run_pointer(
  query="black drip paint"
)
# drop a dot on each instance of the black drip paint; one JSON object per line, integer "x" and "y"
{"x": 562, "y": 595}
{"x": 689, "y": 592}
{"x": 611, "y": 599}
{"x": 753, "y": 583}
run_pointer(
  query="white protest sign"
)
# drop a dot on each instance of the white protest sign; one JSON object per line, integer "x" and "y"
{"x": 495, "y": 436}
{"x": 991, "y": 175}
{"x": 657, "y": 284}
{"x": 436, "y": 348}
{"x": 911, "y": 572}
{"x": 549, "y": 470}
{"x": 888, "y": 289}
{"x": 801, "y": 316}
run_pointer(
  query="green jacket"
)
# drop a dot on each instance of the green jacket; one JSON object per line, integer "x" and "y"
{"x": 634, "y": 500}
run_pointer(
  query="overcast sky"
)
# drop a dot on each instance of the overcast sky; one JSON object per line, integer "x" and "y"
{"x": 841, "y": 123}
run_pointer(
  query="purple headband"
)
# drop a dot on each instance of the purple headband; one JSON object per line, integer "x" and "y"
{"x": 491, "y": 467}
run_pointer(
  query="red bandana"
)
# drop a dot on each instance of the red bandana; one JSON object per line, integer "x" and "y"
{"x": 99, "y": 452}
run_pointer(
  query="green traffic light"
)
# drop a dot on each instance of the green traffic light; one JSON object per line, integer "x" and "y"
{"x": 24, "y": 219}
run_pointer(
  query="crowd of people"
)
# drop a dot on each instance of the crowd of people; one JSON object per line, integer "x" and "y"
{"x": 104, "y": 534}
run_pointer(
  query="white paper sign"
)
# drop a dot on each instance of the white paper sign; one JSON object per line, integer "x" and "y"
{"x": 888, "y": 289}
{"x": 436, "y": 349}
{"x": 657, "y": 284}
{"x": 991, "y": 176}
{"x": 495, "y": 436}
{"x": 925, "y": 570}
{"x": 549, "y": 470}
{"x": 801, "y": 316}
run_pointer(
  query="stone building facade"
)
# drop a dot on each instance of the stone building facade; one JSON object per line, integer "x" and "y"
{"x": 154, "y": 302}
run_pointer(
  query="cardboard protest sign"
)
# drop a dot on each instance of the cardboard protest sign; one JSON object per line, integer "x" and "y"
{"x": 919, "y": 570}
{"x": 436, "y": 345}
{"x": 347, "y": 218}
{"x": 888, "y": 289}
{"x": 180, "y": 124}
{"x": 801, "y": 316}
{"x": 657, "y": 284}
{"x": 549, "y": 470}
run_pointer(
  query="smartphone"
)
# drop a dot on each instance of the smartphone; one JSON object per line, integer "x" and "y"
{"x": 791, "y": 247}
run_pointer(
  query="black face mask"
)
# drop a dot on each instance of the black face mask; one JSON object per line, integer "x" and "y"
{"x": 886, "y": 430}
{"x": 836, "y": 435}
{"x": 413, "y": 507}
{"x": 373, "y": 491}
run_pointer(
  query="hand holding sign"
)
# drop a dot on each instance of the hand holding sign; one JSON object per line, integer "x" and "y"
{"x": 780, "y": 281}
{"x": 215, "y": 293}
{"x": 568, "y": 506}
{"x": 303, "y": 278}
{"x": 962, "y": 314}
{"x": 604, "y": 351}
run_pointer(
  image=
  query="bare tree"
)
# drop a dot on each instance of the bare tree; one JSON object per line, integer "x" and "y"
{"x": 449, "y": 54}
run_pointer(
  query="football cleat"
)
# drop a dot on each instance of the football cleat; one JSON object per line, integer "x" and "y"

════════════════

Print the complete listing again, exactly as it stands.

run_pointer(
  query="black drip paint"
)
# drop a dot on each instance of the black drip paint; one JSON object per line, integer "x" and "y"
{"x": 562, "y": 595}
{"x": 689, "y": 592}
{"x": 611, "y": 599}
{"x": 753, "y": 583}
run_pointer(
  query="white protest sign"
)
# drop a dot on each instance of the white protest sign; one JSON object per line, integer "x" and "y"
{"x": 495, "y": 436}
{"x": 991, "y": 175}
{"x": 657, "y": 284}
{"x": 436, "y": 348}
{"x": 911, "y": 572}
{"x": 549, "y": 470}
{"x": 888, "y": 289}
{"x": 801, "y": 316}
run_pointer(
  query="green jacket"
)
# drop a dot on each instance of the green jacket; one JSON object per line, integer "x" and "y"
{"x": 634, "y": 500}
run_pointer(
  query="overcast sky"
)
# drop a dot on each instance of the overcast sky; one JSON object per line, integer "x" and "y"
{"x": 841, "y": 123}
run_pointer(
  query="purple headband"
)
# drop a dot on each instance of the purple headband; one JSON object per line, integer "x" and "y"
{"x": 491, "y": 467}
run_pointer(
  query="red bandana"
)
# drop a dot on each instance of the red bandana; one JSON object per line, integer "x" and "y"
{"x": 99, "y": 452}
run_pointer(
  query="green traffic light"
)
# drop a dot on each instance of the green traffic light; one JSON object per line, integer "x" and "y"
{"x": 24, "y": 219}
run_pointer(
  query="crowd of people"
)
# drop a dot on each instance of the crowd of people; one JSON object per line, integer "x" and "y"
{"x": 104, "y": 534}
run_pointer(
  query="white paper sign"
)
# drop a dot on each instance of the white paper sign; one JSON object per line, integer "x" and "y"
{"x": 888, "y": 289}
{"x": 436, "y": 349}
{"x": 657, "y": 284}
{"x": 991, "y": 176}
{"x": 495, "y": 436}
{"x": 925, "y": 570}
{"x": 549, "y": 470}
{"x": 801, "y": 316}
run_pointer(
  query="stone building facade"
)
# drop a dot on each instance of the stone building facade; one JSON object per line, integer "x" and "y"
{"x": 154, "y": 302}
run_pointer(
  query="cardboard protest sign"
)
# drop a dot on each instance of the cardboard protest sign; one JSON object per line, integer "x" and "y"
{"x": 919, "y": 570}
{"x": 436, "y": 345}
{"x": 347, "y": 218}
{"x": 888, "y": 289}
{"x": 180, "y": 124}
{"x": 801, "y": 316}
{"x": 657, "y": 284}
{"x": 549, "y": 470}
run_pointer(
  query="smartphone"
)
# drop a dot on each instance of the smartphone; one JSON object per line, integer "x" and "y"
{"x": 791, "y": 247}
run_pointer(
  query="black face mask"
)
# drop a dot on each instance of the black face mask; one JSON object per line, integer "x" and "y"
{"x": 886, "y": 430}
{"x": 836, "y": 435}
{"x": 413, "y": 507}
{"x": 373, "y": 491}
run_pointer(
  query="hand holding sign"
)
# drop a dot on each instance of the hand holding sign; one JSON object per line, integer "x" and "y"
{"x": 780, "y": 281}
{"x": 215, "y": 293}
{"x": 568, "y": 506}
{"x": 303, "y": 278}
{"x": 962, "y": 314}
{"x": 604, "y": 351}
run_pointer(
  image=
  query="bare tree"
)
# drop a dot on each instance of the bare tree; one JSON object per line, integer "x" and "y"
{"x": 449, "y": 54}
run_pointer(
  query="football cleat"
)
# drop a dot on each instance of the football cleat; one JSON object per line, integer "x" and "y"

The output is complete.